> _Task list_:
a – Rewrite the opening of the geometry solution, beginning "Correct option is (B) 5BC2," as a brief list that keeps its main facts.
b – Show every line of the listing that contains the string "buffet", matching case exactly.

> _Source text_:
════════════════

Correct option is (B) 5BC2
\(\because\) BL is median
\(\therefore\) \(AL=CL=\frac{AC}2\)
& CM is median
\(\therefore\) \(AM=BM=\frac{AB}2\)
By applying Pythagoras theorem in right \(\triangle BAC,\) we get
\(BC^2=AB^2+AC^2\) ____________(1)
By applying Pythagoras theorem in right \(\triangle MAC,\) we get
\(CM^2=AC^2+AM^2\) ____________(2)
By applying Pythagoras theorem in right \(\triangle BAL,\) we get
\(BL^2=AB^2+AL^2\) ____________(3)
By adding (1) & (2), we get
\(BL^2+CM^2=AB^2+AC^2+AL^2+AM^2\)
\(=AB^2+AC^2+(\frac{AC}2)^2+(\frac{AB}2)^2\) \((\because AM=\frac{AB}2\;\&\;AL=\frac{AC}2)\)
\(=AB^2+AC^2+\frac14(AB^2+AC^2)\)
\(=BC^2+\frac14BC^2\) (From (1))
\(=\frac54BC^2\)
\(\therefore\) \(4(BL^2 + CM^2) =\) \(5BC^2\)

════════════════

> _Items listed in a dataset_:

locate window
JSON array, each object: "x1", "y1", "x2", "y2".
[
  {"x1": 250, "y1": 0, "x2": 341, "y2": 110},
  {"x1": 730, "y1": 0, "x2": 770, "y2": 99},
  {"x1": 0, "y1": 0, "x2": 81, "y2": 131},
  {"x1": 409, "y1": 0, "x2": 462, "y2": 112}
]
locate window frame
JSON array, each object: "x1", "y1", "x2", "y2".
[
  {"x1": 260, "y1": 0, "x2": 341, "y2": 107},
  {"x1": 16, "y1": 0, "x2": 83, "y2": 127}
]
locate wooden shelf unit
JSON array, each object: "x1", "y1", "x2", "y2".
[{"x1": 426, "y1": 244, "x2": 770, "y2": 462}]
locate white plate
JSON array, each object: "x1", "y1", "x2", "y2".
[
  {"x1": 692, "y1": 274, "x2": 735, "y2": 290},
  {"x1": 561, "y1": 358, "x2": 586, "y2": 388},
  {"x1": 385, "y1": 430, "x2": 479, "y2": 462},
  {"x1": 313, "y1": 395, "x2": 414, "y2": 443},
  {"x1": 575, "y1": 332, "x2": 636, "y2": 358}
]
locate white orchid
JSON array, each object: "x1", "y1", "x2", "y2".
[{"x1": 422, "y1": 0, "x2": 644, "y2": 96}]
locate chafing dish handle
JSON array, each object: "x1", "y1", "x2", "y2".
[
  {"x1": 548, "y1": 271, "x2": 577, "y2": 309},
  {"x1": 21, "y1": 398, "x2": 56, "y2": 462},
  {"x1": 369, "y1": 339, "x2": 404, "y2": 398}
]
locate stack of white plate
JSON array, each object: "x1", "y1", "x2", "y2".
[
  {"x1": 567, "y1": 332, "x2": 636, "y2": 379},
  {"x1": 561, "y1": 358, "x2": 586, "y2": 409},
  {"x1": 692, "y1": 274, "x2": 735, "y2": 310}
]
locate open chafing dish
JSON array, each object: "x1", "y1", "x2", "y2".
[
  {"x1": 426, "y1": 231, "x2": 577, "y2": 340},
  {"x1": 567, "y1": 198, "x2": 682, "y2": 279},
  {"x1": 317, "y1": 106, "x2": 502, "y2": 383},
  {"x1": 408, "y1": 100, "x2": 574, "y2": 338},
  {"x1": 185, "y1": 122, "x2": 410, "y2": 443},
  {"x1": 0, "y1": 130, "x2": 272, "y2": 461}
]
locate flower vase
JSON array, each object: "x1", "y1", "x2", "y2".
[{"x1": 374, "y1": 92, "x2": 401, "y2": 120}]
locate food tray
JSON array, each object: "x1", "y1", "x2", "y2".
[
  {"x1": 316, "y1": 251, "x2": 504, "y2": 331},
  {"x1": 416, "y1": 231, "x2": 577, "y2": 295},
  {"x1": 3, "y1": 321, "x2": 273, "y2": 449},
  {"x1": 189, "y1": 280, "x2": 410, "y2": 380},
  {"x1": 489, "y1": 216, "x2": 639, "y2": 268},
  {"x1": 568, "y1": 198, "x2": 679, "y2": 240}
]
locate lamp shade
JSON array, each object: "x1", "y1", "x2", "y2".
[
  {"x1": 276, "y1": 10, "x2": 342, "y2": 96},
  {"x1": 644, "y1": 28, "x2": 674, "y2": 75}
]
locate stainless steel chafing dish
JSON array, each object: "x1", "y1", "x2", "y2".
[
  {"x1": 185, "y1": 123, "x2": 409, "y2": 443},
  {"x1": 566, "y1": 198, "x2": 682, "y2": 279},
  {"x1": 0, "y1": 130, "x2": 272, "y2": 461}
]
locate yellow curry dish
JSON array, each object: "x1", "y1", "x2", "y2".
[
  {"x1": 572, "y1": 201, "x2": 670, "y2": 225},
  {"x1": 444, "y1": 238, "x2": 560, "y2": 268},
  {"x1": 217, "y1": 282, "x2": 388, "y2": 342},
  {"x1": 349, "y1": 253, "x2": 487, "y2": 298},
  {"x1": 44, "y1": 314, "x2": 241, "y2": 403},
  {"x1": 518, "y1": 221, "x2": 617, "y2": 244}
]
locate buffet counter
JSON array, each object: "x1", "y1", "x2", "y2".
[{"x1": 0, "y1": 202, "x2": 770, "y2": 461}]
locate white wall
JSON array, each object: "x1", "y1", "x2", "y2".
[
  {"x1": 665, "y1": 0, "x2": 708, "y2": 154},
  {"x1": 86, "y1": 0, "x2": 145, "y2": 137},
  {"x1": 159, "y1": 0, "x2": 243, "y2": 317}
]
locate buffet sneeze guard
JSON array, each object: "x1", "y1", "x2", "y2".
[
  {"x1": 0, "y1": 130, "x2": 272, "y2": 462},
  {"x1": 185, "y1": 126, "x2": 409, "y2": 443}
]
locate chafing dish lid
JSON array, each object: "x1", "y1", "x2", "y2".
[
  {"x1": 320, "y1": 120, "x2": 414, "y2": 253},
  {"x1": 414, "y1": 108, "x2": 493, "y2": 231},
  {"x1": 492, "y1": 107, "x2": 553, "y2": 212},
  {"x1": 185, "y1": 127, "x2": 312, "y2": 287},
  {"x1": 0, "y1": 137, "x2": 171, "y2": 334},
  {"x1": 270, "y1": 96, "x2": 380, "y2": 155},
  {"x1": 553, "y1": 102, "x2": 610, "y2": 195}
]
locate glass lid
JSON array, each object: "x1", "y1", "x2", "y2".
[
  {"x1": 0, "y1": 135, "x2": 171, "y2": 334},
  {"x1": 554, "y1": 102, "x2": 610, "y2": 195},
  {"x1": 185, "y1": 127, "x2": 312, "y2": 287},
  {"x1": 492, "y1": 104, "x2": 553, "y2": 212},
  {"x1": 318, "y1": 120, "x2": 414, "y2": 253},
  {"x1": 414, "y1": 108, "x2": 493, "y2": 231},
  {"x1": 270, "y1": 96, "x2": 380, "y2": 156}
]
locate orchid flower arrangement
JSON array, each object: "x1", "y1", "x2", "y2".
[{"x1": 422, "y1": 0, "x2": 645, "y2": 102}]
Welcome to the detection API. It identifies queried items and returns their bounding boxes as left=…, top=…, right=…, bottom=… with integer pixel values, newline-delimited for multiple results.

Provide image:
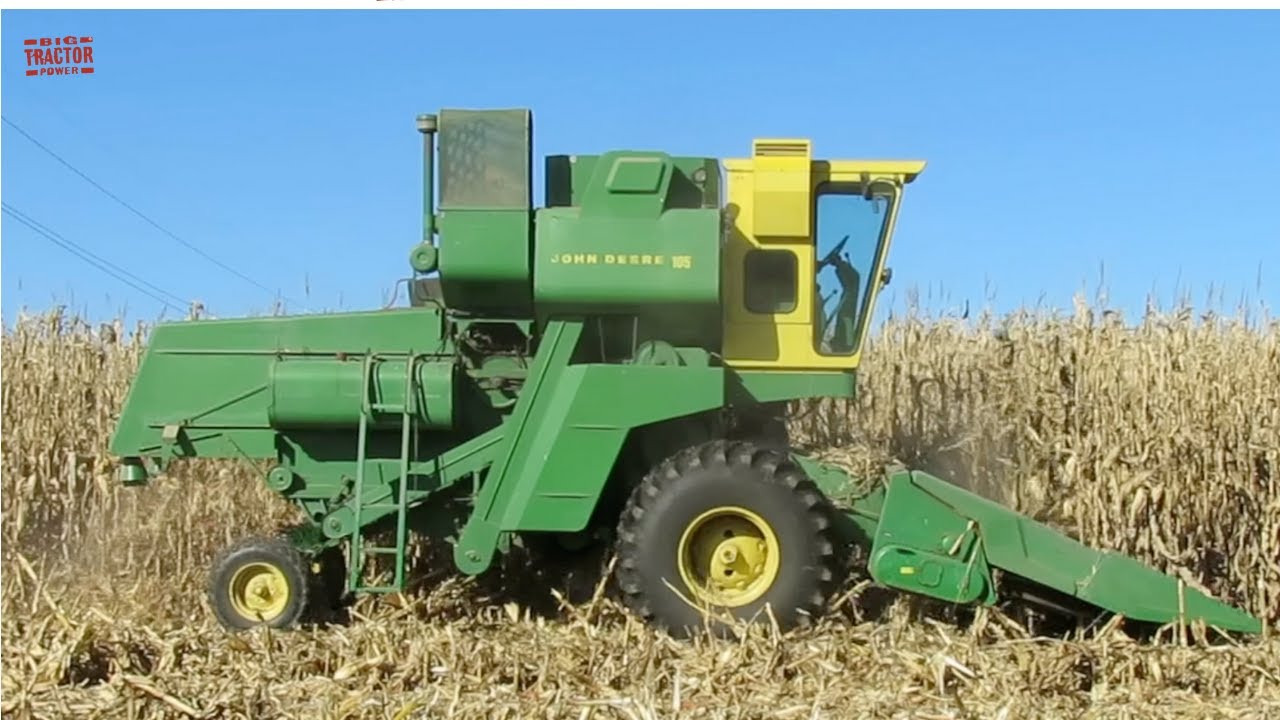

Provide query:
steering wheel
left=818, top=234, right=849, bottom=270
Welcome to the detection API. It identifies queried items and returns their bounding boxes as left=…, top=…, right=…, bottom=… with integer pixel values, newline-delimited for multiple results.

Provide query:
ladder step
left=362, top=544, right=399, bottom=555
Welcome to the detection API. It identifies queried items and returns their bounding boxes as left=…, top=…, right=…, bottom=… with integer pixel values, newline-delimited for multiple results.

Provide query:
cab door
left=722, top=140, right=924, bottom=370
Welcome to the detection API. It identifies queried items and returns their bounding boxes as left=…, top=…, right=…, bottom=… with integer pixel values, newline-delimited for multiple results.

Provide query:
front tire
left=614, top=441, right=840, bottom=637
left=209, top=537, right=312, bottom=630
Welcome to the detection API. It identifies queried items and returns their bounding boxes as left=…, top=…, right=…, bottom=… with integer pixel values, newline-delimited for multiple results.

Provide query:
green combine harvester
left=111, top=110, right=1262, bottom=635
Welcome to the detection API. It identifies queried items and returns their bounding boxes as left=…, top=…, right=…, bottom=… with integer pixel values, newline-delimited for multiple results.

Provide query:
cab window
left=813, top=184, right=895, bottom=355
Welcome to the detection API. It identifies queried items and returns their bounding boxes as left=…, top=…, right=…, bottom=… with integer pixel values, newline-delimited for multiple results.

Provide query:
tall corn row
left=795, top=297, right=1280, bottom=620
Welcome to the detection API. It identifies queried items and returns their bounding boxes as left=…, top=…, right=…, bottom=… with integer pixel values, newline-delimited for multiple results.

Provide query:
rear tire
left=614, top=441, right=841, bottom=637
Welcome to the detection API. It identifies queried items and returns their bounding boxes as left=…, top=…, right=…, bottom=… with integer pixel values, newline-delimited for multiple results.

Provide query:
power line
left=0, top=115, right=301, bottom=310
left=0, top=201, right=191, bottom=305
left=0, top=202, right=189, bottom=311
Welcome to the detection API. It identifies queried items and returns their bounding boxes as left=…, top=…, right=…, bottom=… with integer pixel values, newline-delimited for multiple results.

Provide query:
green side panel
left=499, top=365, right=724, bottom=532
left=268, top=357, right=456, bottom=430
left=454, top=320, right=723, bottom=573
left=439, top=209, right=532, bottom=316
left=111, top=307, right=453, bottom=457
left=545, top=155, right=723, bottom=210
left=534, top=208, right=721, bottom=313
left=896, top=471, right=1262, bottom=633
left=534, top=151, right=721, bottom=350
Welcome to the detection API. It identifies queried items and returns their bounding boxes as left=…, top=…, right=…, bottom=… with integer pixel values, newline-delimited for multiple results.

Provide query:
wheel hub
left=229, top=562, right=289, bottom=621
left=678, top=507, right=781, bottom=607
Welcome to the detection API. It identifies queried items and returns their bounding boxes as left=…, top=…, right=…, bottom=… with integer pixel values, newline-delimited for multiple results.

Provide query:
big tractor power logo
left=22, top=35, right=93, bottom=77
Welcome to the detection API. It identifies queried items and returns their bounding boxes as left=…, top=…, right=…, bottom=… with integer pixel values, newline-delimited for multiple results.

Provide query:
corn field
left=0, top=304, right=1280, bottom=720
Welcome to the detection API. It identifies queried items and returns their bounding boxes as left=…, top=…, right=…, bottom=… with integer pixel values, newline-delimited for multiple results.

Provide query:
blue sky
left=0, top=10, right=1280, bottom=323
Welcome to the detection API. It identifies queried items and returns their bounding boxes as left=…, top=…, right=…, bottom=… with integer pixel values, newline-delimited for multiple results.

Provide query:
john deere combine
left=111, top=110, right=1261, bottom=634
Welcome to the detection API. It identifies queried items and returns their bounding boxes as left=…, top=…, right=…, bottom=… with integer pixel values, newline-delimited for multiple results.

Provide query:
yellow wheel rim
left=229, top=562, right=289, bottom=623
left=676, top=506, right=782, bottom=607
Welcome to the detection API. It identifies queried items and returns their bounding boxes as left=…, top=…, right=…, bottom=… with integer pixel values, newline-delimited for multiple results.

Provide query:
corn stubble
left=0, top=299, right=1280, bottom=719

════════════════

> _Solutions for each task_:
a –
- The correct option is (B) 5BC².
- BL is a median, so AL = CL = AC/2.
- CM is a median, so AM = BM = AB/2.

b –
locate buffet counter
locate buffet sneeze guard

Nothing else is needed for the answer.